Sure, we won’t repeat the impact of connecting houses to the electricity grid; but if we can keep them connected while generating power at simlar cost with zero greenhouse gas emissions, well that would be a Great Invention with the potential to utterly transform humanity’s prospects. We won’t see the same gains in life expectancy as with the previous introduction of public health measures and antisepsis, but if we can increase the quality of health and life for the over-60s, that would be a very big deal.

A second issue is that throughout the first two parts of the book, Gordon repeatedly explains why it is not possible to evaluate the impact of inventions through the GDP and price statistics, and therefore through the total factor productivity figures based on them – and then uses the real GDP figures to downplay modern innovation. “This book … focuses on the aspects of improvements of human life that are missing from GDP altogether.” For example, he writes, just as important as the calorific intake, or price of a given quantity of meat, is the fact that Americans’ diets changed from the monotony of ‘hogs’n’hominy’ in the 1870s to a much more varied diet by the 1920s. I wholeheartedly agree with this approach. While the very long run of real GDP figures (the ‘hockey stick of history’) does portray the explosion of living standards under market capitalism, one needs a much richer picture of the qualitative change brought about by innovation and variety. This must include the social consequences too – and the book touches on these, from the rise of the suburbs to the transformation of the social lives of women.

Yet in the later chapters of the book, turning to modern growth, Gordon does an about turn, saying: “The impact of innovations and technological change [since 1970] was measured by their effect on total factor productivity.” If this is going to be the yardstick in the ‘race between the decades’, he should have addressed here the questions about the measurement of GDP and productivity in the modern US economy, based as it is on services and intangibles.

For instance, he says: “Nothing in the history of price index bias compares with the omission of automobile prices from the official price indexes over the entire period from 1900 to 1935.” His data in chapter 5 show a decline in quality-adjusted prices between 1906 and 1940, from $650 to $266, which does not seem to support the broad claim. Even the decline in the per capita ratio of quality adjusted price to nominal disposable income (from 2.47 to 0.46) presented there looks smaller than some other innovation-related price declines, similarly omitted from or understated in, official price indexes. The book does not explain, but it would need to go into the figures in more detail if the argument is to turn on the GDP and TFP statistics. Anyway, there are two points about current and future growth. One is about the extent to which innovation is slower, or its effects less important – case unproven, in my eyes. The other is the issue of headwinds slowing down whatever innovation-driven growth there might otherwise be – a stronger case, well expressed in the final chapters.

Dataset entries
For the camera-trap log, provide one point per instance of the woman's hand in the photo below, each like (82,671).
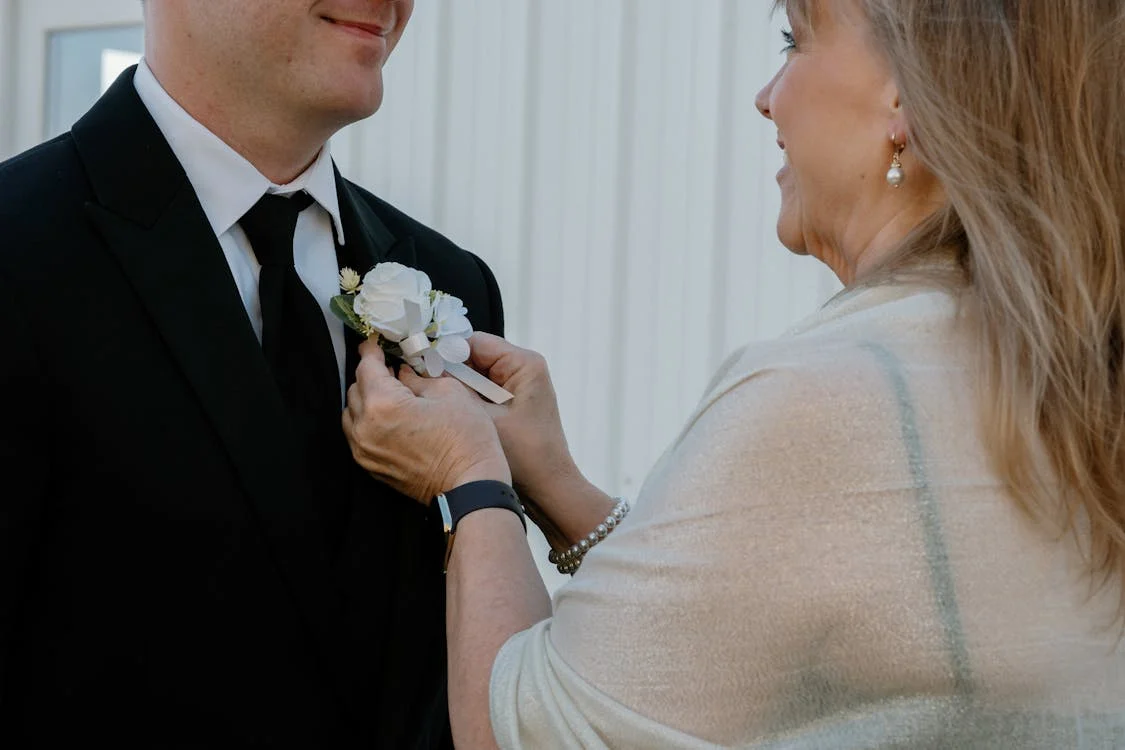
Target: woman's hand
(420,435)
(529,426)
(558,498)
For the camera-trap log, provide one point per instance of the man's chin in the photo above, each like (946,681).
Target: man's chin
(791,240)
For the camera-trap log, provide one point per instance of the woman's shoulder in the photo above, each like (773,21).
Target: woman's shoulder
(856,353)
(854,333)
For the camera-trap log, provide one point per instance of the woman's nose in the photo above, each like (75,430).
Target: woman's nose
(762,101)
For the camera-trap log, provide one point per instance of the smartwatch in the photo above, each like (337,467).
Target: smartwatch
(456,504)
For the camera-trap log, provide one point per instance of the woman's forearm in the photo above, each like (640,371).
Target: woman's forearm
(493,590)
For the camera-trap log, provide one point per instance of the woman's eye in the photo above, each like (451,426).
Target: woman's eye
(790,42)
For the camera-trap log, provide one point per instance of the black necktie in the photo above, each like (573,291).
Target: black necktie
(296,341)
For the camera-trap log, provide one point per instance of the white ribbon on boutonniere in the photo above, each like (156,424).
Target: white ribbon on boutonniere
(424,327)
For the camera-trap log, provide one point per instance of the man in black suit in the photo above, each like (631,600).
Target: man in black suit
(177,567)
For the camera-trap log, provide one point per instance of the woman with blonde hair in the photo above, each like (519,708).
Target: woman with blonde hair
(899,525)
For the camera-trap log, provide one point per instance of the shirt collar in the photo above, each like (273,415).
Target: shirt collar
(226,183)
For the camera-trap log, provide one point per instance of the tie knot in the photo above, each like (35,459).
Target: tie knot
(269,225)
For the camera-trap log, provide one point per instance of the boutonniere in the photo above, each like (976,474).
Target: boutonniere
(424,327)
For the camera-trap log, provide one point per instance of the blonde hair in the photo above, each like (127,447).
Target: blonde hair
(1018,108)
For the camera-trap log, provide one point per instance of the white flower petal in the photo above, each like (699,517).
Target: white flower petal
(434,366)
(452,349)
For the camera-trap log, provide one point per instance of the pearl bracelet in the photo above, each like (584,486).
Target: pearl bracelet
(568,561)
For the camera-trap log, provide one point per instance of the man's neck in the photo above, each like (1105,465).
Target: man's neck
(279,147)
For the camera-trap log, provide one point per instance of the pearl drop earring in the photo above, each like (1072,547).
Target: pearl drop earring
(897,175)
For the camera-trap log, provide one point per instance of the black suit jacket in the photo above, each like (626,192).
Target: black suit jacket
(164,577)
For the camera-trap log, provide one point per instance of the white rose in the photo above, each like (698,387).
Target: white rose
(449,317)
(381,303)
(349,280)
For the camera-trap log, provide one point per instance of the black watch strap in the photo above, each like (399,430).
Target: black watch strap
(460,502)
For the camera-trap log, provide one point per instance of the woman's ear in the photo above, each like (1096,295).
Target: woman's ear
(896,116)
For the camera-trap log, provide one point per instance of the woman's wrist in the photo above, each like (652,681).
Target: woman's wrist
(496,470)
(567,508)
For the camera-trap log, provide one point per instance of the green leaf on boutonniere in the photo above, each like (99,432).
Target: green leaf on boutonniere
(341,306)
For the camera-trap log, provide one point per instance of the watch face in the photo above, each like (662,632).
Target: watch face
(443,513)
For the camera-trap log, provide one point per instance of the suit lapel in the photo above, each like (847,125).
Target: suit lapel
(153,224)
(367,242)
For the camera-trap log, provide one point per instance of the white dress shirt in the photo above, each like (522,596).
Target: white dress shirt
(228,186)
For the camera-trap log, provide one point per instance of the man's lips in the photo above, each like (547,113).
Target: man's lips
(369,29)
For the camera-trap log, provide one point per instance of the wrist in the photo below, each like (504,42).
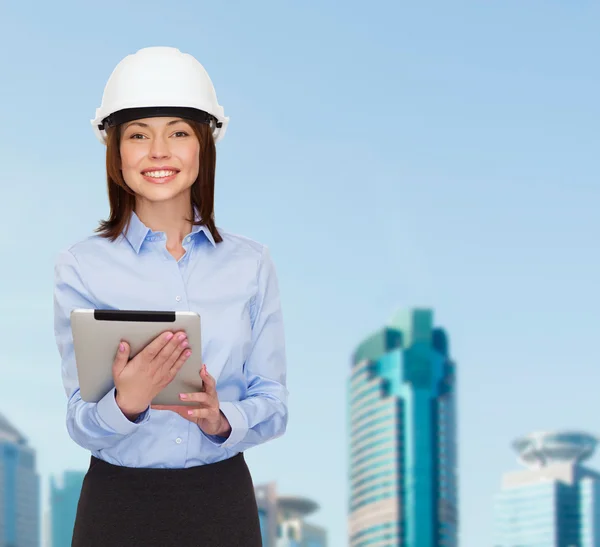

Activity list -
1. In the book review, do these statements agree with the text? (a) The reviewer agrees with Gordon's focus on improvements in human life that GDP leaves out. (b) The reviewer finds the case that innovation has slowed convincing. (c) The reviewer sees the argument about headwinds as the stronger one. Answer yes or no for each, quoting the words that decide it.
2. Reproduce the passage of the book review from "Yet in the later" up to and including "services and intangibles.", changing nothing.
3. Go on with the book review, starting after its last sentence.
Nothing in the listing is needed here.

Answers in order -
1.
(a) Yes: "I wholeheartedly agree with this approach."
(b) No: "case unproven, in my eyes."
(c) Yes: "a stronger case, well expressed in the final chapters."

2.
Yet in the later chapters of the book, turning to modern growth, Gordon does an about turn, saying: “The impact of innovations and technological change [since 1970] was measured by their effect on total factor productivity.” If this is going to be the yardstick in the ‘race between the decades’, he should have addressed here the questions about the measurement of GDP and productivity in the modern US economy, based as it is on services and intangibles.

3.
The obsession with things having been much better, innovation- and growth-wise, in the old days is an irritation, and does make the reader wonder how much the narrative has been bashed into shape to fit the conclusion. Having said that, the wealth of detail in the book far outweighs this annoyance. It is stuffed with wonderful evocations of the effects of economic growth, with institutional details, with tables and charts of useful historical data. The history is brought alive by such things as recounting the living conditions of different kinds of families – midwestern farms with their space and light, compared with New York tenements – or discussing the effect of food quality standards – dairy products stopped being watered down, but butter lost the distinctive taste and smell of its ‘terroir’. Some parts of the story will be familiar to some readers; if you have read a lot already about the history of the computer industry, or Ford’s creation of the assembly line and the mass market, the capsule versions here will not add much. But the book as a whole is a tremendous achievement. If not for the holiday, I wouldn’t have been able to read it from page 1 to page 650; I’m very glad I was able to do so.